**Source material**
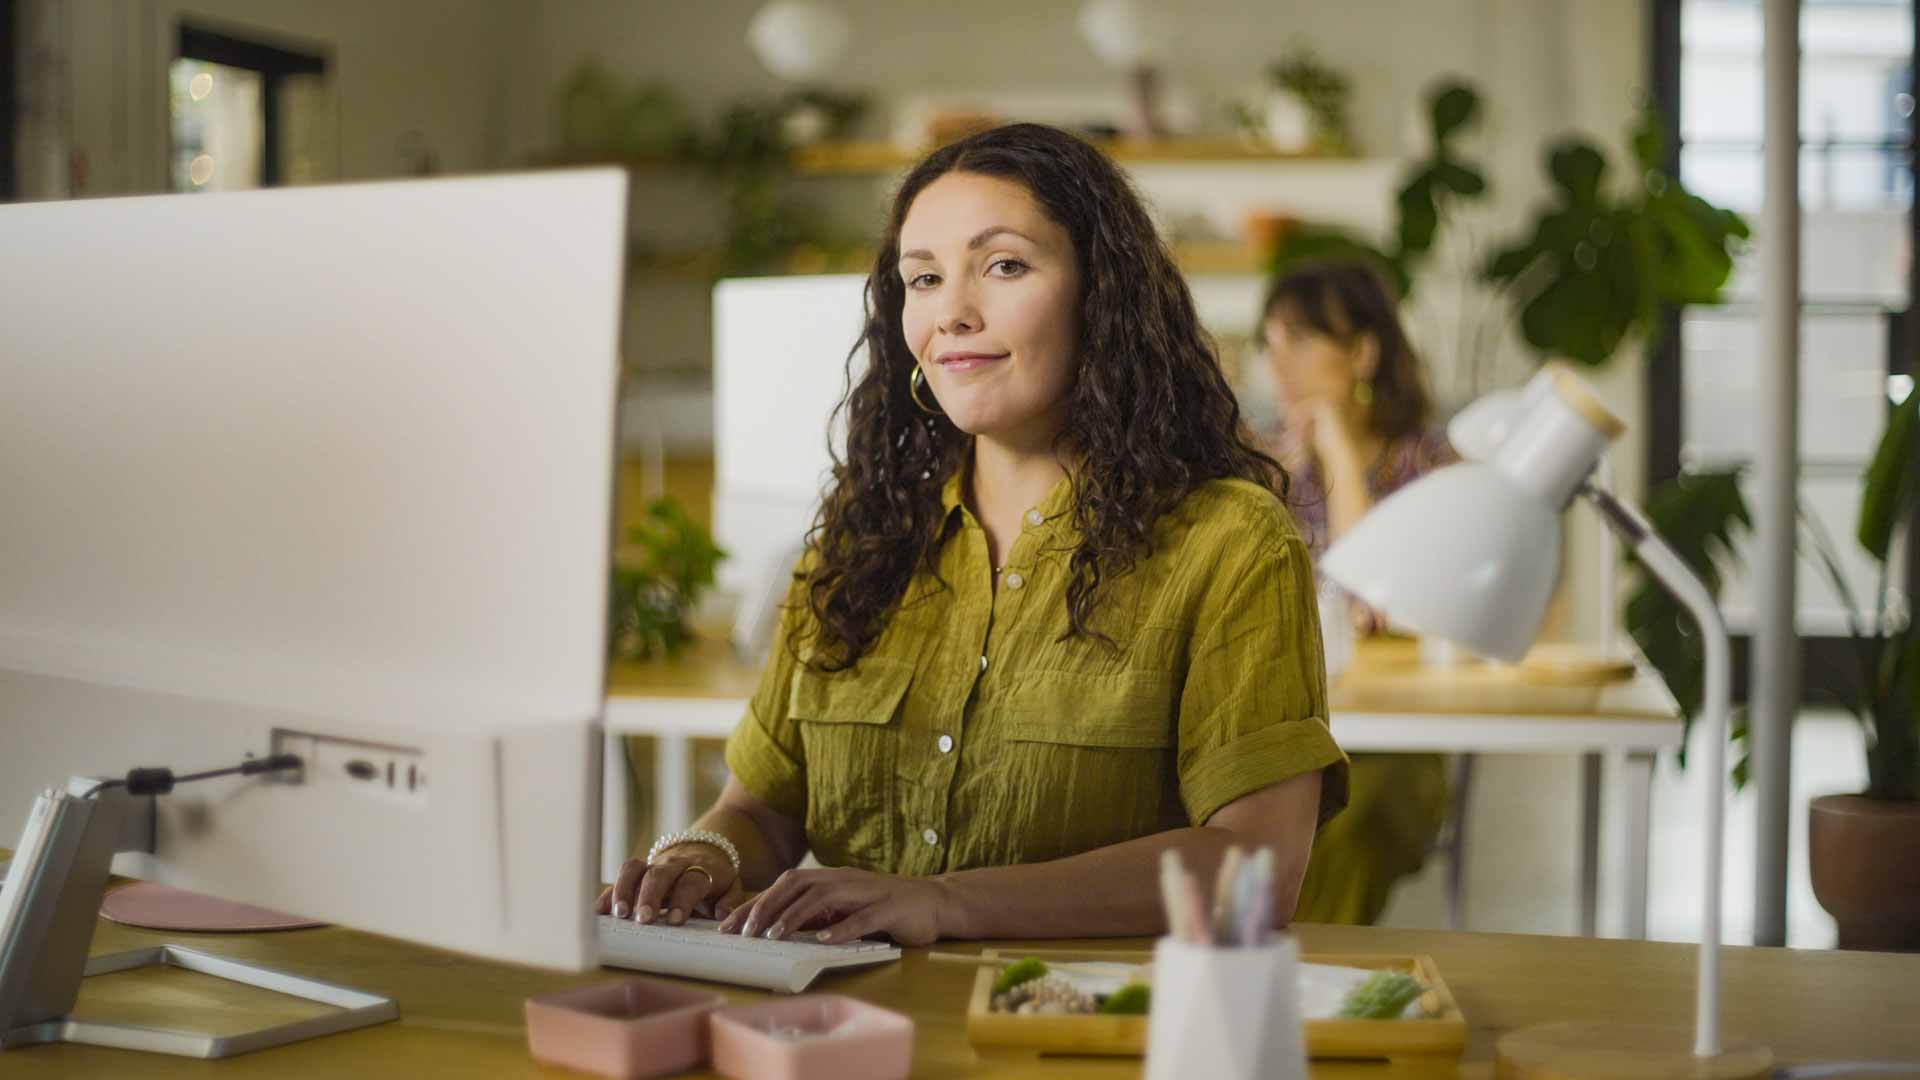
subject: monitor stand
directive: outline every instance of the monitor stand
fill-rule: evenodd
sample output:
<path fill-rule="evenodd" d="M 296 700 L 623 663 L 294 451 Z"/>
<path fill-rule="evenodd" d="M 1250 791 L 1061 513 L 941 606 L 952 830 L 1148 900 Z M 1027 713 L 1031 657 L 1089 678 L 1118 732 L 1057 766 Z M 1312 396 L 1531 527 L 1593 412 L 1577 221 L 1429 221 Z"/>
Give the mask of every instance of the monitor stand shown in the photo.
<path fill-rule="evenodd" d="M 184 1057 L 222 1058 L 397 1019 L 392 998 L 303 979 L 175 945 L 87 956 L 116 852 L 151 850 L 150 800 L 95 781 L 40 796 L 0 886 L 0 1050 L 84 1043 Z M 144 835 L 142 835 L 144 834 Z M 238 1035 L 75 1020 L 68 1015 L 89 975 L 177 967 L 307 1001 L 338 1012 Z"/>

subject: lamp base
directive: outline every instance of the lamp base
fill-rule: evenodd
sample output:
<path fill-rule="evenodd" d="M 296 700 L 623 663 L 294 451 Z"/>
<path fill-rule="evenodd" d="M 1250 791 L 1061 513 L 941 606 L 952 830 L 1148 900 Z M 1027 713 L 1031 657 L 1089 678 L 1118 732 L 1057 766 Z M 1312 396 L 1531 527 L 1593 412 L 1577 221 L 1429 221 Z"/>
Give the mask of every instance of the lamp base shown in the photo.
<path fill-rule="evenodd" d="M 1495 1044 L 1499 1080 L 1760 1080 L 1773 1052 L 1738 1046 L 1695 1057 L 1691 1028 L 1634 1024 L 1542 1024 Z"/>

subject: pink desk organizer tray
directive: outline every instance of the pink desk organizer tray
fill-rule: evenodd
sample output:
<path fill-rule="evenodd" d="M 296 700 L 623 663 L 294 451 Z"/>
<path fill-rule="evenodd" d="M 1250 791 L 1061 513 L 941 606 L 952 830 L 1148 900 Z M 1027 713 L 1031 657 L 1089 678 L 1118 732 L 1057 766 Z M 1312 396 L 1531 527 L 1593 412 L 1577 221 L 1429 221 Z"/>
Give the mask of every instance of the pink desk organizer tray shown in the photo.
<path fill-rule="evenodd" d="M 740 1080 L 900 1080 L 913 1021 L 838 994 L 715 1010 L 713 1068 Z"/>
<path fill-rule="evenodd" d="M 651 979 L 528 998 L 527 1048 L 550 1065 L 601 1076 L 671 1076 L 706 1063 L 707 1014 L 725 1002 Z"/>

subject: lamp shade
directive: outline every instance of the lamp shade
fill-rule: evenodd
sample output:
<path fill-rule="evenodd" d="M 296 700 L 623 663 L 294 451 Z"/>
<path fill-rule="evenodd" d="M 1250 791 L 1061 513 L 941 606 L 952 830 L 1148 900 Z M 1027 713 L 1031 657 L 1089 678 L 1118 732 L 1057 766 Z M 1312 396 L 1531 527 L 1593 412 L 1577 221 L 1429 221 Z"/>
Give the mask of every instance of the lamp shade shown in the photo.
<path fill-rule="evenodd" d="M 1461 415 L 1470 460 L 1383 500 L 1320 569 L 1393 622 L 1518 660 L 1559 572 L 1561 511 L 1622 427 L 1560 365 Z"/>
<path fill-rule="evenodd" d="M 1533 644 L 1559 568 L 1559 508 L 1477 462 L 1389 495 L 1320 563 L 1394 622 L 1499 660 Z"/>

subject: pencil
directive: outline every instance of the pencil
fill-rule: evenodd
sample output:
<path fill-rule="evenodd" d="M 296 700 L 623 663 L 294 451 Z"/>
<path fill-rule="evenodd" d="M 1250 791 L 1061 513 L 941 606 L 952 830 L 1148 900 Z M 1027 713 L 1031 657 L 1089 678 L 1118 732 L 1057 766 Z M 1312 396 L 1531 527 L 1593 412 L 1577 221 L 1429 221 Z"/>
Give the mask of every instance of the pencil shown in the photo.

**What to work on**
Before you return the listing, strip out its pictures; all else must match exactly.

**Answer section**
subject: monitor stand
directive: outline every instance of the monitor stand
fill-rule: evenodd
sample output:
<path fill-rule="evenodd" d="M 296 700 L 623 663 L 294 451 Z"/>
<path fill-rule="evenodd" d="M 1250 791 L 1061 513 L 941 606 L 952 830 L 1148 900 Z M 1027 713 L 1031 657 L 1089 678 L 1118 732 L 1057 766 Z M 1312 396 L 1531 527 L 1593 412 L 1577 221 L 1429 221 Z"/>
Give the mask of every instance of the monitor stand shown in the photo.
<path fill-rule="evenodd" d="M 184 1057 L 222 1058 L 397 1019 L 392 998 L 303 979 L 175 945 L 87 956 L 116 852 L 151 850 L 150 800 L 95 781 L 40 796 L 0 886 L 0 1050 L 84 1043 Z M 144 835 L 142 835 L 144 834 Z M 238 1035 L 75 1020 L 68 1015 L 89 975 L 177 967 L 307 1001 L 338 1012 Z"/>

subject: lamp base
directive: outline every instance of the lamp base
fill-rule: evenodd
sample output:
<path fill-rule="evenodd" d="M 296 700 L 623 663 L 294 451 Z"/>
<path fill-rule="evenodd" d="M 1250 791 L 1061 513 L 941 606 L 952 830 L 1148 900 Z M 1027 713 L 1031 657 L 1089 678 L 1118 732 L 1057 766 Z M 1312 396 L 1531 527 L 1593 412 L 1577 221 L 1429 221 Z"/>
Give the mask of every instance of the lamp base shown in the photo.
<path fill-rule="evenodd" d="M 1495 1044 L 1499 1080 L 1760 1080 L 1773 1052 L 1738 1046 L 1695 1057 L 1691 1028 L 1634 1024 L 1542 1024 Z"/>

subject: pink desk organizer tray
directive: outline every instance of the pink desk organizer tray
fill-rule: evenodd
sample output:
<path fill-rule="evenodd" d="M 296 700 L 623 663 L 294 451 Z"/>
<path fill-rule="evenodd" d="M 1250 791 L 1061 513 L 941 606 L 952 830 L 1148 900 Z M 1027 713 L 1031 657 L 1089 678 L 1118 732 L 1057 766 Z M 1312 396 L 1531 527 L 1593 412 L 1577 221 L 1429 221 Z"/>
Give the mask of every instance of the pink desk organizer tray shown in the photo.
<path fill-rule="evenodd" d="M 740 1080 L 900 1080 L 913 1021 L 838 994 L 715 1010 L 713 1068 Z"/>
<path fill-rule="evenodd" d="M 651 979 L 528 998 L 527 1048 L 550 1065 L 601 1076 L 671 1076 L 706 1063 L 707 1014 L 725 1002 Z"/>

subject: lamp shade
directive: outline every instance of the lamp shade
fill-rule: evenodd
sample output:
<path fill-rule="evenodd" d="M 296 700 L 623 663 L 294 451 Z"/>
<path fill-rule="evenodd" d="M 1250 791 L 1061 513 L 941 606 L 952 830 L 1148 900 Z M 1027 713 L 1031 657 L 1089 678 L 1118 732 L 1057 766 Z M 1312 396 L 1531 527 L 1593 412 L 1577 221 L 1429 221 Z"/>
Give the mask of every instance of the lamp shade shown in the photo.
<path fill-rule="evenodd" d="M 1461 415 L 1470 460 L 1383 500 L 1320 569 L 1393 622 L 1518 660 L 1559 572 L 1561 511 L 1622 427 L 1560 365 Z"/>
<path fill-rule="evenodd" d="M 1533 644 L 1559 568 L 1559 508 L 1477 462 L 1389 495 L 1320 563 L 1394 622 L 1499 660 Z"/>

subject: pencil
directive: outline every instance of the pencil
fill-rule: evenodd
sample output:
<path fill-rule="evenodd" d="M 296 700 L 623 663 L 294 451 Z"/>
<path fill-rule="evenodd" d="M 1250 791 L 1061 513 L 941 606 L 952 830 L 1148 900 Z M 1027 713 L 1031 657 L 1089 678 L 1118 732 L 1057 766 Z M 1312 396 L 1531 527 L 1593 412 L 1577 221 L 1429 221 Z"/>
Give the mask of every instance of the pencil shown in the photo.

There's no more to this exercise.